■ **REQUIRED TASK 1**
Answer these questions about the Drupal 6 port thread:
(a) About how many hours did ceardach estimate the upgrade would take?
(b) What priority was the issue changed to in Comment #1?
(c) Who posted Comment #3?

Drupal 6 port [#299888]

Comment	File	Size	Author
#19	merge_dbs.txt	3.65 KB	nick.dap

Comment #1

ceardach commented 25 August 2008 at 23:00

Assigned:	Unassigned	» ceardach
Category:	support	» task
Priority:	Normal	» Critical

Yes, this is definitely important to do. I recently sat down and figured out an estimate, and it would take roughly 80 hours to upgrade it.

There are two other severe issues that also need to be addressed: database size scalability and team size scalability. I estimated those would each take 40 hours. It would be best to do them all lumped together since they all need to be addressed by the fundamental method merging is performed.

In the end... there's a month of work for ya. heh. I'm going to have to sit down and do it one of these days, it's just a matter of when.

Log in or register to post comments

Comment #2

ceardach commented 18 September 2008 at 19:13

We may have found someone who will fund this. I'll let you know when I actually start.

Log in or register to post comments

Comment #3

ryan_courtnage commented 18 September 2008 at 19:19

That's excellent!

■ **REQUIRED TASK 2**
Copy out every one of the rows that follow, word for word.

■ **SOURCE DATA**

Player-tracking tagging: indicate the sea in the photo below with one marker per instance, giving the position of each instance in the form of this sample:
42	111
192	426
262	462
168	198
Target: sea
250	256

■ **EXERCISE RESULT 1**
(a) Roughly 80 hours.
(b) Critical.
(c) ryan_courtnage.

■ **EXERCISE RESULT 2**
Player-tracking tagging: indicate the sea in the photo below with one marker per instance, giving the position of each instance in the form of this sample:
42	111
192	426
262	462
168	198
Target: sea
250	256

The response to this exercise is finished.